> **Document passage**
Content starts

Donald Trump became the first US president in history to be impeached twice when the House of Representatives voted to charge him with inciting last week's mob attack on Congress.
“Today, in a bipartisan way, the House demonstrated that no one is above the law, not even the president of the United States,” Democratic Speaker Nancy Pelosi said after Wednesday’s vote.
The Senate will not hold a trial before January 20, when Democrat Joe Biden assumes the presidency, meaning the real estate tycoon will escape the ignominy of being forced to leave early.
He is set, however, to face a Senate trial later, and if convicted he might be barred in a follow-up vote from seeking the presidency again in 2024.
“Donald Trump has deservedly become the first president in American history to bear the stain of impeachment twice over,” said Democratic Senator Chuck Schumer, who in a week’s time will become Senate leader.
“The Senate is required to act and will proceed with his trial.”
In the House of Representatives, the only question was how many Republicans would join the lockstep Democratic majority in the 232-197 vote. Ten Republicans broke ranks, including the party’s number three in the House, Liz Cheney.
“I am in total peace today that my vote was the right thing and I actually think history will judge it that way,” said Adam Kinzinger, a vocal Trump critic and one of the Republicans who crossed the aisle.
Holed up in the White House, Trump issued a videotaped address in which he made no mention of impeachment.
Instead, the comments focused on an appeal for Americans to be “united,” avoid violence and “overcome the passions of the moment.”
Biden, who inherits the pandemic and an ailing economy amid many other woes, welcomed Wednesday’s decision but urged the Senate to address his priorities such as approving cabinet nominations while also dealing with Trump’s trial.

Content ends

> **Problem 1**
From the impeachment article, retype the passage from "He is set, however, to" up to and including "become Senate leader.".
> **Problem 2**
In the impeachment article, what was the House vote count?
> **Problem 3**
List every person named in the impeachment article.

> **Material provided**
Content starts

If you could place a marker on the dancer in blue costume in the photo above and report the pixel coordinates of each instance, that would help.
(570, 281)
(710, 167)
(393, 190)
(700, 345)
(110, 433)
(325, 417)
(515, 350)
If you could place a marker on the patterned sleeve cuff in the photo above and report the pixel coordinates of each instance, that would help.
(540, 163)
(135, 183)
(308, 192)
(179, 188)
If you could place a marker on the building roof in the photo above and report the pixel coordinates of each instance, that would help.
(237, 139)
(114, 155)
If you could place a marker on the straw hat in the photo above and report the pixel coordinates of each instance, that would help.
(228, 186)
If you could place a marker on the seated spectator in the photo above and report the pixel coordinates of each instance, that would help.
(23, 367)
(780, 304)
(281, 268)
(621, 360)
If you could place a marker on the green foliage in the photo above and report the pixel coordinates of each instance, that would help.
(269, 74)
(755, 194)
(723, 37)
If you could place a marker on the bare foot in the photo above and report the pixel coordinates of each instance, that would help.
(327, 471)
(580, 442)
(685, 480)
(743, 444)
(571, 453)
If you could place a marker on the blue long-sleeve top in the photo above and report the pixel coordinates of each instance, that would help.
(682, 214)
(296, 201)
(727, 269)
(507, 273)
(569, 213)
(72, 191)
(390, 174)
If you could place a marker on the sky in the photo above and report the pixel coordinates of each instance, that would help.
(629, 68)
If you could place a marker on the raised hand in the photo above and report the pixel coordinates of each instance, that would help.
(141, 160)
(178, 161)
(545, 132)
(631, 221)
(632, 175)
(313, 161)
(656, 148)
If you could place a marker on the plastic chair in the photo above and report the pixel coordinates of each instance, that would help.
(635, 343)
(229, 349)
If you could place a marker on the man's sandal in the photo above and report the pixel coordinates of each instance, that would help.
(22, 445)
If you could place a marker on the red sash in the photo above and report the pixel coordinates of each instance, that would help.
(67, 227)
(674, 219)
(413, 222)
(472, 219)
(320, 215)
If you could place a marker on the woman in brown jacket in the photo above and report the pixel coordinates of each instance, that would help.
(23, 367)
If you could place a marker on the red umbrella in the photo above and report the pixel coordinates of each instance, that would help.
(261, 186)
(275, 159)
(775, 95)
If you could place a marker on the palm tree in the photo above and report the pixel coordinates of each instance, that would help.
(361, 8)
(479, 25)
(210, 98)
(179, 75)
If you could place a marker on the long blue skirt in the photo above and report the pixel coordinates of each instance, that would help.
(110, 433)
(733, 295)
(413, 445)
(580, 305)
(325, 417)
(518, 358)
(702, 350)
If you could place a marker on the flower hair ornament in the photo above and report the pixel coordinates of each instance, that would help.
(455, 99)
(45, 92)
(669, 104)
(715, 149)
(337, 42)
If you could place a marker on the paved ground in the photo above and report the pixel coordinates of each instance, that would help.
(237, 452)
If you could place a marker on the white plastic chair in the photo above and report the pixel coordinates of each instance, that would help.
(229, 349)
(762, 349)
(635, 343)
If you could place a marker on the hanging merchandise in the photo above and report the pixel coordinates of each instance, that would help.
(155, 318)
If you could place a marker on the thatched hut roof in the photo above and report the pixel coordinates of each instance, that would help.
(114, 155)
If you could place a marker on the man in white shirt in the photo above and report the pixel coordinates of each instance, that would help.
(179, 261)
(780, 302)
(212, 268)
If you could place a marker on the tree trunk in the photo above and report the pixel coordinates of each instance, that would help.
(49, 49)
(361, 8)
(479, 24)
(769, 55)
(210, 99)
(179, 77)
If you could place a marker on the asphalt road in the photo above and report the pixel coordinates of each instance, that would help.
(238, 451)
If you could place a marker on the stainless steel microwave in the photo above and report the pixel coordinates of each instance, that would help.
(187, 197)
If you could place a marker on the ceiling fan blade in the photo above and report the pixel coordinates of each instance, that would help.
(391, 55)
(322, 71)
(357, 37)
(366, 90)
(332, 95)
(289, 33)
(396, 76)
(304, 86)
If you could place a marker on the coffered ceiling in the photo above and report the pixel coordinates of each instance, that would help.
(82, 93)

Content ends
Content starts

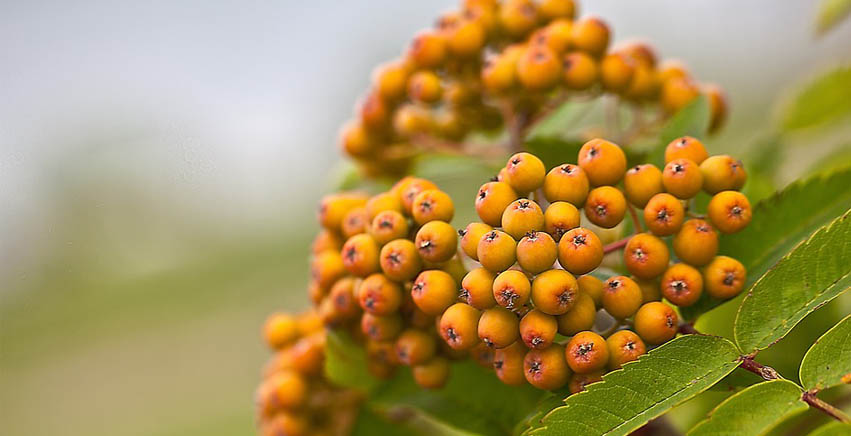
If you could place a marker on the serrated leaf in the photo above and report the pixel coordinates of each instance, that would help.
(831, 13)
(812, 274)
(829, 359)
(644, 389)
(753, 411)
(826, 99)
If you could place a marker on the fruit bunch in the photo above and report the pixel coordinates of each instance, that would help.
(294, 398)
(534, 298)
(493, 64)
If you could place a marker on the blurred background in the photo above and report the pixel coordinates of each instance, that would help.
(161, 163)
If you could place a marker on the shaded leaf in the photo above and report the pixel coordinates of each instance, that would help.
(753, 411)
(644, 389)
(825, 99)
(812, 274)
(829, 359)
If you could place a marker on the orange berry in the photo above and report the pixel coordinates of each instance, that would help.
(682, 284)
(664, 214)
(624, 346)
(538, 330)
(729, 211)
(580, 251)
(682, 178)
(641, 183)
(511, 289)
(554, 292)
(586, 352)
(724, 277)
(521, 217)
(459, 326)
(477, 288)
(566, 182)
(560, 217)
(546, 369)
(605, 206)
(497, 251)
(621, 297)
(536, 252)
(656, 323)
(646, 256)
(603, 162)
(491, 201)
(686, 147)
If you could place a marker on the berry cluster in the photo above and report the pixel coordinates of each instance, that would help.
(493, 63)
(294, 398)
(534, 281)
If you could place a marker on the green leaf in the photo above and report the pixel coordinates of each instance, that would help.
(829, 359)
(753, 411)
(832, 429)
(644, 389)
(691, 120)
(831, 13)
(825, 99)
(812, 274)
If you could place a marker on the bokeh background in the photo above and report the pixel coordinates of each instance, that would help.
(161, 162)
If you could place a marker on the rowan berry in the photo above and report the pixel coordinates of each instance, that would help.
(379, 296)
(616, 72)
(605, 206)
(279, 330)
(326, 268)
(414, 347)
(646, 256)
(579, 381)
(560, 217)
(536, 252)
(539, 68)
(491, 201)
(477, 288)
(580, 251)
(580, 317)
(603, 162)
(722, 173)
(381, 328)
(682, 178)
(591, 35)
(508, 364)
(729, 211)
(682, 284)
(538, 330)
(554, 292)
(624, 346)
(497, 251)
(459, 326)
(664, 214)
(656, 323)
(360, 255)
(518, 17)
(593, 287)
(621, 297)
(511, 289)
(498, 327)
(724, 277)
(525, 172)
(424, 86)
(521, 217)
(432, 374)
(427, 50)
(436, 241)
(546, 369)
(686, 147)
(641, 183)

Content ends

> **Your solution 1**
He is set, however, to face a Senate trial later, and if convicted he might be barred in a follow-up vote from seeking the presidency again in 2024.
“Donald Trump has deservedly become the first president in American history to bear the stain of impeachment twice over,” said Democratic Senator Chuck Schumer, who in a week’s time will become Senate leader.

> **Your solution 2**
232-197

> **Your solution 3**
Donald Trump, Nancy Pelosi, Joe Biden, Chuck Schumer, Liz Cheney, Adam Kinzinger